◆ Stored records ◆
========================================================================
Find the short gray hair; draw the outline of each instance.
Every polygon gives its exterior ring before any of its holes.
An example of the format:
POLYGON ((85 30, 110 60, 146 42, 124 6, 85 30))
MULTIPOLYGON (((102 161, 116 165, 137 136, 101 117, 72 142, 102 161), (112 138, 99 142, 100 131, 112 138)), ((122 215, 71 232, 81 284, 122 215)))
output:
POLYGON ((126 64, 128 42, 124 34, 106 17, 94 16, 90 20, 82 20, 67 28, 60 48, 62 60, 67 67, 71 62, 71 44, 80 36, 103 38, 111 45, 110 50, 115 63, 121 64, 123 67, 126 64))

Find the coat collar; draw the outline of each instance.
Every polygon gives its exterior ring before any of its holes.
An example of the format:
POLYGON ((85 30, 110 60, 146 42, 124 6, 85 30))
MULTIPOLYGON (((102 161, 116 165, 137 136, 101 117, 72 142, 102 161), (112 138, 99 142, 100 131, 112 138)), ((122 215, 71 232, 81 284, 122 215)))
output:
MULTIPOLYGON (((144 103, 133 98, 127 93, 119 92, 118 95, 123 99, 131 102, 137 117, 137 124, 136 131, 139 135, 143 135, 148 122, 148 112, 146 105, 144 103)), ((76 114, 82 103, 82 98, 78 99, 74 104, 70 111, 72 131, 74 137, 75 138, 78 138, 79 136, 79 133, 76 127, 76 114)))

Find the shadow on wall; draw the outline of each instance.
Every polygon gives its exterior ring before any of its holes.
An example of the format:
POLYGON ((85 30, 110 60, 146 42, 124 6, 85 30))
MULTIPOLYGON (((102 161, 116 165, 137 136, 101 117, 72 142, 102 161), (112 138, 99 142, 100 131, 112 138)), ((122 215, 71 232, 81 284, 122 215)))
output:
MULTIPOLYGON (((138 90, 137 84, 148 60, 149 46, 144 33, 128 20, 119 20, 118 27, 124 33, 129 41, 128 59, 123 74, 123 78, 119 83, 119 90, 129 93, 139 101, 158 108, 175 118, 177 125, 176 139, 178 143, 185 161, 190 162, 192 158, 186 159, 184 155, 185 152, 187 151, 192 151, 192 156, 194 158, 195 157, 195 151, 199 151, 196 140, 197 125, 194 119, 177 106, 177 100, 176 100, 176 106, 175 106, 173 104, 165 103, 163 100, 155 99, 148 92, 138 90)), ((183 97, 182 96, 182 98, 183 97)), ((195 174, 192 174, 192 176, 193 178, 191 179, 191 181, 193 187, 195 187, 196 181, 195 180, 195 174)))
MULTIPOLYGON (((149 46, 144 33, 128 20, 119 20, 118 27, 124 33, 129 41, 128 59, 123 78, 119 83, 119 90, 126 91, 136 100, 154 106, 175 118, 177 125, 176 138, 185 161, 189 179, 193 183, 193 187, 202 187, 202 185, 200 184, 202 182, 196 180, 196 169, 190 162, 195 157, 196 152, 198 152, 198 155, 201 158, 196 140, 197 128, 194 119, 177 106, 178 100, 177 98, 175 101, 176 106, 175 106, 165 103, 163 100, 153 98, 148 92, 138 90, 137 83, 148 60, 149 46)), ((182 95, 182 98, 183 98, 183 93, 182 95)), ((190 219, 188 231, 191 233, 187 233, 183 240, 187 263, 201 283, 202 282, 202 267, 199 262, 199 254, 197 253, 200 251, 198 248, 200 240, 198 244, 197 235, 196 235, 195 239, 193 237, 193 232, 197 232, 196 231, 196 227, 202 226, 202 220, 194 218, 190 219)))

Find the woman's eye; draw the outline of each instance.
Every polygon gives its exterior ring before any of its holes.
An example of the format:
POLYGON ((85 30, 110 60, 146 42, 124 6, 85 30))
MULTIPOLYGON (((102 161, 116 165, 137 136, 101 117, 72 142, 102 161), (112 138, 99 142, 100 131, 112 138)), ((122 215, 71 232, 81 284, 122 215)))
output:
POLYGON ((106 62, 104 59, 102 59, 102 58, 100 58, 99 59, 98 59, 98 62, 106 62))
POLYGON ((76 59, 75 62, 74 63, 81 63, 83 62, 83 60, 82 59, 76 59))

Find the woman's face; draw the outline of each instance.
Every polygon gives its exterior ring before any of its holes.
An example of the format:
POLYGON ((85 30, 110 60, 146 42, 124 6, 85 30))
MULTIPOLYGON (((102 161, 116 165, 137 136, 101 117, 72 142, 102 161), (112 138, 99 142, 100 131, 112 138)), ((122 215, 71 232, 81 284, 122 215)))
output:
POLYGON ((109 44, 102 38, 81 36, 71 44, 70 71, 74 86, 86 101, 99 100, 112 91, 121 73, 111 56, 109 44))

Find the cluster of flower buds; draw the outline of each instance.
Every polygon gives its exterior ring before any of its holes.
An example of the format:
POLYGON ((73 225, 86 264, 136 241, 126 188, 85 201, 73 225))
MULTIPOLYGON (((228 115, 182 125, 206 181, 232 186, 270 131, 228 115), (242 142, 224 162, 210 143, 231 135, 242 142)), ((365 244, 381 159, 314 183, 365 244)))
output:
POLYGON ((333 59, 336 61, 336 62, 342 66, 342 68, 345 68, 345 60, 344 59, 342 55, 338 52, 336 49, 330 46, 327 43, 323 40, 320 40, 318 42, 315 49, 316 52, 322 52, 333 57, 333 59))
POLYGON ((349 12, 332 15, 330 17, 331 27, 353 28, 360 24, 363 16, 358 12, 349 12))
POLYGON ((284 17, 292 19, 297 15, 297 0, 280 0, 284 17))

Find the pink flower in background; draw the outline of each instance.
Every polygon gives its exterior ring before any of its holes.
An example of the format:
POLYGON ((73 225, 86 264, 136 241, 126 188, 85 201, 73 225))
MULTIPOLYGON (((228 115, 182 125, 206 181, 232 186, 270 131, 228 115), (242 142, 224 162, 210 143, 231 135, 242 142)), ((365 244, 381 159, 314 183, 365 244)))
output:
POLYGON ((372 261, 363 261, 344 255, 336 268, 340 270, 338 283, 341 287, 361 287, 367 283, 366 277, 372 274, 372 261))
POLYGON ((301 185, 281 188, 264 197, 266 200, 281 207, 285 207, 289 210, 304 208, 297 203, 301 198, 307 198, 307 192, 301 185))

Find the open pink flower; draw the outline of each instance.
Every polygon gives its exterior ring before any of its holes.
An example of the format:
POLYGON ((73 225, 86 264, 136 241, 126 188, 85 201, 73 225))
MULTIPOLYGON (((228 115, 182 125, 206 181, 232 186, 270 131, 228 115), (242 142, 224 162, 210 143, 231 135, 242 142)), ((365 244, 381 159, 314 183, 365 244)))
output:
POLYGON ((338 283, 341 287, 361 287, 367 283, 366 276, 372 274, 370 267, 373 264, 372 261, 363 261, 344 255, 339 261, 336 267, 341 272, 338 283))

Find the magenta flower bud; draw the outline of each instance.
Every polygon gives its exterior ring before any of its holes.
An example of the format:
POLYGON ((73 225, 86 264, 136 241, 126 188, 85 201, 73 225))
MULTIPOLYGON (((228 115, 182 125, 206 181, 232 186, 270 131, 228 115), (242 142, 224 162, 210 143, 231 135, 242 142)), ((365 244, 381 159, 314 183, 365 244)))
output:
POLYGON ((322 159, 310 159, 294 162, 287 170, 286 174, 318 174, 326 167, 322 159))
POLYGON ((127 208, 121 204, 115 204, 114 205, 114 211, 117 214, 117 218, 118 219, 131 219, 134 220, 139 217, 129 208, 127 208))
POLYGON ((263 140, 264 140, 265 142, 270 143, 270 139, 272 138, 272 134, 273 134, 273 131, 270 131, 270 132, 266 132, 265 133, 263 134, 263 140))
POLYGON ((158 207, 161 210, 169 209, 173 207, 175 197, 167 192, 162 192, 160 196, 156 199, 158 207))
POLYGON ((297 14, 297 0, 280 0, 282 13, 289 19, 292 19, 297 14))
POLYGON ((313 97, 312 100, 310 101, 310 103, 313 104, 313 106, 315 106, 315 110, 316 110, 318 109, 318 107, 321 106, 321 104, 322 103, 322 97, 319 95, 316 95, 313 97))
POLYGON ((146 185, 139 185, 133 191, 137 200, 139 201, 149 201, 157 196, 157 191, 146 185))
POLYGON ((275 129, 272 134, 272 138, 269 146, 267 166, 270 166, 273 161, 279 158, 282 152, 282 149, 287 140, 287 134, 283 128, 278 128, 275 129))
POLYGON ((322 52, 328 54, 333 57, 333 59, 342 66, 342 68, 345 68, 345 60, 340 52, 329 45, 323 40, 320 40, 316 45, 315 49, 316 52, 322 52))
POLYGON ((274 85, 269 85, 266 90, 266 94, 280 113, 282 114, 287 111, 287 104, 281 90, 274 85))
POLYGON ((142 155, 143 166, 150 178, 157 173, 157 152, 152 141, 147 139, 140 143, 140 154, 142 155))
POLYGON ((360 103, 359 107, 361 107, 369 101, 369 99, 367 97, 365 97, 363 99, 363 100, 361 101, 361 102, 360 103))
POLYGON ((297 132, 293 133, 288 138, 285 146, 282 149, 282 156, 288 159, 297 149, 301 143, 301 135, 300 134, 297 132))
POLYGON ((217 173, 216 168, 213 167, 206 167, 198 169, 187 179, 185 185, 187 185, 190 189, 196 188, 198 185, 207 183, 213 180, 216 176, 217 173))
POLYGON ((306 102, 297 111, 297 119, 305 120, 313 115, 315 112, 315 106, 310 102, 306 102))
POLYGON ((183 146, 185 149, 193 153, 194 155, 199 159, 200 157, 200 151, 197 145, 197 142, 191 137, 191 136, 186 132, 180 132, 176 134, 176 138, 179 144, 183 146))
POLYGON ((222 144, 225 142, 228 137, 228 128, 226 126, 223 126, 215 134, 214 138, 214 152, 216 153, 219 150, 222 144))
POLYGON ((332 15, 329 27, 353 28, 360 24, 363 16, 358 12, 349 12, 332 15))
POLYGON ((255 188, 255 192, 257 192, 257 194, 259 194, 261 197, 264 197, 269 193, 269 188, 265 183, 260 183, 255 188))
========================================================================
◆ Short exercise ◆
Starting at the line that has "Find the magenta" and ending after the line that has "POLYGON ((127 208, 121", reproduce the items above, swapping "exterior ring" for "outer boundary" and keeping everything else the same.

◆ Problem solution ◆
Find the magenta flower bud; draw the outline of each instance.
Every polygon gives its outer boundary before any of its holes.
An example of the format:
POLYGON ((73 225, 86 264, 136 241, 126 188, 85 201, 73 225))
MULTIPOLYGON (((228 115, 182 125, 206 181, 232 186, 270 131, 228 115), (242 142, 224 162, 210 143, 231 135, 242 142)), ((365 244, 381 159, 314 183, 365 244)))
output:
POLYGON ((322 159, 310 159, 294 162, 287 170, 286 174, 318 174, 326 167, 322 159))
POLYGON ((127 208, 121 204, 115 204, 114 205, 114 211, 117 214, 117 218, 118 219, 131 219, 134 220, 139 217, 129 208, 127 208))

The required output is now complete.